> [Task description]: Collect every line in the items below that contains the word "sailboat", matching case, and copy each such line in full.

> [Material for this task]:
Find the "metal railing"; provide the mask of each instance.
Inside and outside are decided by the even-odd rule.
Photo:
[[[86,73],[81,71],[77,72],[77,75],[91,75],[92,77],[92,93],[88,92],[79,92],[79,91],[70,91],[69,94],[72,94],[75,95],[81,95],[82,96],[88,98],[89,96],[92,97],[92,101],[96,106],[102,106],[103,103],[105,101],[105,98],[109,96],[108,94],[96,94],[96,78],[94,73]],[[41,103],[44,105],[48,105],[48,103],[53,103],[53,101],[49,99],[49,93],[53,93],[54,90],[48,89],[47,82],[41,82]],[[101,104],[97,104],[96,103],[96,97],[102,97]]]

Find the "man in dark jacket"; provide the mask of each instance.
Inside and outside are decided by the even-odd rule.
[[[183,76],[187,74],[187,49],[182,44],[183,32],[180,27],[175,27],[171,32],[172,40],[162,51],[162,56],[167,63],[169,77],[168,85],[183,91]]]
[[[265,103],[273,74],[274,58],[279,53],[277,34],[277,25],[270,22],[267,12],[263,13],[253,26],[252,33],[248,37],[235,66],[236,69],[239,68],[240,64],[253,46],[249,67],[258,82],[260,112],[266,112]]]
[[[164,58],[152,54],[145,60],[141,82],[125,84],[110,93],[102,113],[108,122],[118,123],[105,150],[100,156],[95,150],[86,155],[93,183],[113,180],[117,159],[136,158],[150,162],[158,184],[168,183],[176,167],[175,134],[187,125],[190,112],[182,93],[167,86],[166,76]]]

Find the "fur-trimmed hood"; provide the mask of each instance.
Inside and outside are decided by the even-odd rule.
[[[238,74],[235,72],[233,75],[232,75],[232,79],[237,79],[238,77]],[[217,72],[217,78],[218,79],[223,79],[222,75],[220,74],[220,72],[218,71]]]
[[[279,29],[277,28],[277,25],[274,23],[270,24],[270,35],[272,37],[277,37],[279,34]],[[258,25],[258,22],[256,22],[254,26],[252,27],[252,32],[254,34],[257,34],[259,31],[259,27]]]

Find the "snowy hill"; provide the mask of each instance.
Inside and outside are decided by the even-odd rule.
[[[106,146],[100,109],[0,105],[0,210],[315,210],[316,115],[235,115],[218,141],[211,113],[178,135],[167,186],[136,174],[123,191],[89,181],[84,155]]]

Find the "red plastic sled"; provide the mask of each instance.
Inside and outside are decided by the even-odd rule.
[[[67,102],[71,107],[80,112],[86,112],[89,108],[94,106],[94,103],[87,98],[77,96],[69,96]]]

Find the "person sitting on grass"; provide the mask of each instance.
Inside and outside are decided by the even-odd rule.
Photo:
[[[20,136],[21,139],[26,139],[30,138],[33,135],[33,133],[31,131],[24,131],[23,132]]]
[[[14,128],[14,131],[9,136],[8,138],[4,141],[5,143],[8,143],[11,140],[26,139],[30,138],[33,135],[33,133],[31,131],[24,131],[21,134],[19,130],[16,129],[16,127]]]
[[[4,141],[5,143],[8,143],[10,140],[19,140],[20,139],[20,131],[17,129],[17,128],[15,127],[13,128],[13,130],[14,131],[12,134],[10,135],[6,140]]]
* * *
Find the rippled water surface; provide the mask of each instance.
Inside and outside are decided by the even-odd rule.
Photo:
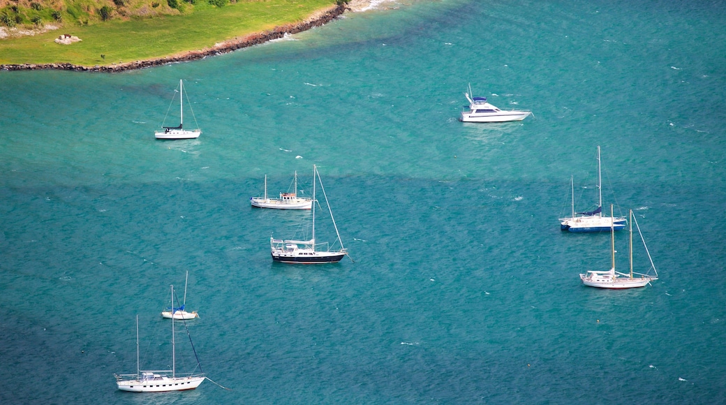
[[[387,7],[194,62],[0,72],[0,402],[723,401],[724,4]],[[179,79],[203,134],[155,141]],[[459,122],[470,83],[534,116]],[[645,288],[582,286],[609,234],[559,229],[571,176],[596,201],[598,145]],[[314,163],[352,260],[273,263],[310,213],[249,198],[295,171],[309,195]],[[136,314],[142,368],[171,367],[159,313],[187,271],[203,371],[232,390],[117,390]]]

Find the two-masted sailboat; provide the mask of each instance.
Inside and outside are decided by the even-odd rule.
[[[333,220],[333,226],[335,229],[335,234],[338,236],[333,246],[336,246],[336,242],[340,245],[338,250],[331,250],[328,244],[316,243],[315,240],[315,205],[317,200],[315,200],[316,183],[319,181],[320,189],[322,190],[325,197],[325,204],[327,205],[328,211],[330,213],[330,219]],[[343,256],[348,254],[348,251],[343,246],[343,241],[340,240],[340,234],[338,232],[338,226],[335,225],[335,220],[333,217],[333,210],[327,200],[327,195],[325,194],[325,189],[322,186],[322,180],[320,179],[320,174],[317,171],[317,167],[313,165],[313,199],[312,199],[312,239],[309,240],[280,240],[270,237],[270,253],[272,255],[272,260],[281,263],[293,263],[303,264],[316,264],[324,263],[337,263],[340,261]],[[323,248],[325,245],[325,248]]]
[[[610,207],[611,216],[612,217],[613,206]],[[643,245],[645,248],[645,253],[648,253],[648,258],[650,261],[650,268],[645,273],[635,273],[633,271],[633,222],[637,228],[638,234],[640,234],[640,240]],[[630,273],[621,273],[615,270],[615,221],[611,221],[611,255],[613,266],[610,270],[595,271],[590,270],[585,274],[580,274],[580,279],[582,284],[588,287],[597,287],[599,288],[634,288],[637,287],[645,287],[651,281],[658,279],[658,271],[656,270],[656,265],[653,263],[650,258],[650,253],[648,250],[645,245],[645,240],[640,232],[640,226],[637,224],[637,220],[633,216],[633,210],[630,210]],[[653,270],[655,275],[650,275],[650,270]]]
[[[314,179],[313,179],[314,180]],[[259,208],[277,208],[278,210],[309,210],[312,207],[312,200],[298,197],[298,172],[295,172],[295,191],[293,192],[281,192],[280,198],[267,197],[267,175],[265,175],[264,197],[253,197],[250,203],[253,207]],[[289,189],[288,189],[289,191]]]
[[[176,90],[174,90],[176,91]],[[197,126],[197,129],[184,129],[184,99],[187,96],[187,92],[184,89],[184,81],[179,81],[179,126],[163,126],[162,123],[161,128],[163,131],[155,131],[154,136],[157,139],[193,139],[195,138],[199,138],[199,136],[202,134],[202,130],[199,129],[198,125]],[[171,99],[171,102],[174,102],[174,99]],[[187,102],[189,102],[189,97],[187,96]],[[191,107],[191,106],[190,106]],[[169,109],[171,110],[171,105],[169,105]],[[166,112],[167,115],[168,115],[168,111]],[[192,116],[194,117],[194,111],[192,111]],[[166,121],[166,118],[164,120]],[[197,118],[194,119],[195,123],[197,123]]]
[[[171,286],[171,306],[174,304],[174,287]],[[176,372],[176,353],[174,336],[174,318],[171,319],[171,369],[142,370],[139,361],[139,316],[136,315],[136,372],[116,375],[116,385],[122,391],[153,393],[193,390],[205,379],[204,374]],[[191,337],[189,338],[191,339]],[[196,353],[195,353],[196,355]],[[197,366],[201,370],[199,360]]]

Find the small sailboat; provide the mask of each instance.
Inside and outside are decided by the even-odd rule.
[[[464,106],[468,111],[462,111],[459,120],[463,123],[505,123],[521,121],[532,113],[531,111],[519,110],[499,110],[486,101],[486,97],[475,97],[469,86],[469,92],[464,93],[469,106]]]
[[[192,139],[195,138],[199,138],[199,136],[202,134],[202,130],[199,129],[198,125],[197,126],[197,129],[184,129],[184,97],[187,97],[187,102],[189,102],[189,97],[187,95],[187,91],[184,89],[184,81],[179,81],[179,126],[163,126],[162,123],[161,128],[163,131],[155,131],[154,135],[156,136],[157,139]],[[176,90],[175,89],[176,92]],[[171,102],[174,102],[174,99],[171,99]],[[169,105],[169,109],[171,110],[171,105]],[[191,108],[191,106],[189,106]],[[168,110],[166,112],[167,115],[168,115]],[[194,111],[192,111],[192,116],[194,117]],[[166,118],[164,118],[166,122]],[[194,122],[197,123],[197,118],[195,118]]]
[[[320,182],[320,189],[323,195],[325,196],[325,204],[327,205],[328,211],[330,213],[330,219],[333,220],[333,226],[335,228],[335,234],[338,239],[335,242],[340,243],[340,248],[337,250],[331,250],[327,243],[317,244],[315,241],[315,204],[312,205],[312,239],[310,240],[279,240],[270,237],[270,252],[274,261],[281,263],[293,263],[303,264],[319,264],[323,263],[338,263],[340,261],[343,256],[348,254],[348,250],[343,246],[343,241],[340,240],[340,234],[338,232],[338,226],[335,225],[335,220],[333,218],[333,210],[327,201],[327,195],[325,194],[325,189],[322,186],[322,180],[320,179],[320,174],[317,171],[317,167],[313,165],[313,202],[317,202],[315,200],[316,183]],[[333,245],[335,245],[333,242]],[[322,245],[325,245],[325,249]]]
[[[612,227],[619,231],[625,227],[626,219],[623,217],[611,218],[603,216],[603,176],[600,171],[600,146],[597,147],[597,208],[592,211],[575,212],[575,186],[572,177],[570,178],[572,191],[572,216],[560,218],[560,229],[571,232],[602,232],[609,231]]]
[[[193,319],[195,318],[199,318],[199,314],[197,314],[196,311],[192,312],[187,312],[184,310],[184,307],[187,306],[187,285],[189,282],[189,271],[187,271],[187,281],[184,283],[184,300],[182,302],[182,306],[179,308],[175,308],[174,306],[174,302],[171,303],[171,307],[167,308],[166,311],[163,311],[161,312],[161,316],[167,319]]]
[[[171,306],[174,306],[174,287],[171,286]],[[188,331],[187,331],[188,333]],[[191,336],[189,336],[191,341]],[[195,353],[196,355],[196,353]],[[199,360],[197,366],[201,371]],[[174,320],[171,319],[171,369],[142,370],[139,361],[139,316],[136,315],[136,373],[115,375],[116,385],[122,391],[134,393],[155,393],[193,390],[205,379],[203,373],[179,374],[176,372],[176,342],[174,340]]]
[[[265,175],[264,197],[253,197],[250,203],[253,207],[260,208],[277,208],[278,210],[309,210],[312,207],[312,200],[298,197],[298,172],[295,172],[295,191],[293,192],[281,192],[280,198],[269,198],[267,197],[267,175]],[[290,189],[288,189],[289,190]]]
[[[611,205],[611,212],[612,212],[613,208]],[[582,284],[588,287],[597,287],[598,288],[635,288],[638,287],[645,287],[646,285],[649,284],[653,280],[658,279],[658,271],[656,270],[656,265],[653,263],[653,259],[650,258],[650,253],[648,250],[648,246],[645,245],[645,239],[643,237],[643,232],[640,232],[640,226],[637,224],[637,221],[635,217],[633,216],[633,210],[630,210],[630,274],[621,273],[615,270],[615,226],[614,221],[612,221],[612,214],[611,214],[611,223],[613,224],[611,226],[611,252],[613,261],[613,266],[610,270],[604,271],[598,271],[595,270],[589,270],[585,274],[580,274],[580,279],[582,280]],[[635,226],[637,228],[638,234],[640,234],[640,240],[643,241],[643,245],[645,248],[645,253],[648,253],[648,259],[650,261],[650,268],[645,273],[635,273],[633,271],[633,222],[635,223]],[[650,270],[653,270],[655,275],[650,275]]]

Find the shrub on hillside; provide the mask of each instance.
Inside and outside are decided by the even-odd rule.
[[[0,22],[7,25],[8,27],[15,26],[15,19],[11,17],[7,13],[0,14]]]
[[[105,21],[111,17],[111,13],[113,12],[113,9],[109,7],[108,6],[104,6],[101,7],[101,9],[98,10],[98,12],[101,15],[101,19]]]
==
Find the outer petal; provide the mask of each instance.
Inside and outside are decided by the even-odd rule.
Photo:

> [Task result]:
Find the two-masted sailboat; provide the mask of each instance.
Find the small sailboat; provide the mask of each instance.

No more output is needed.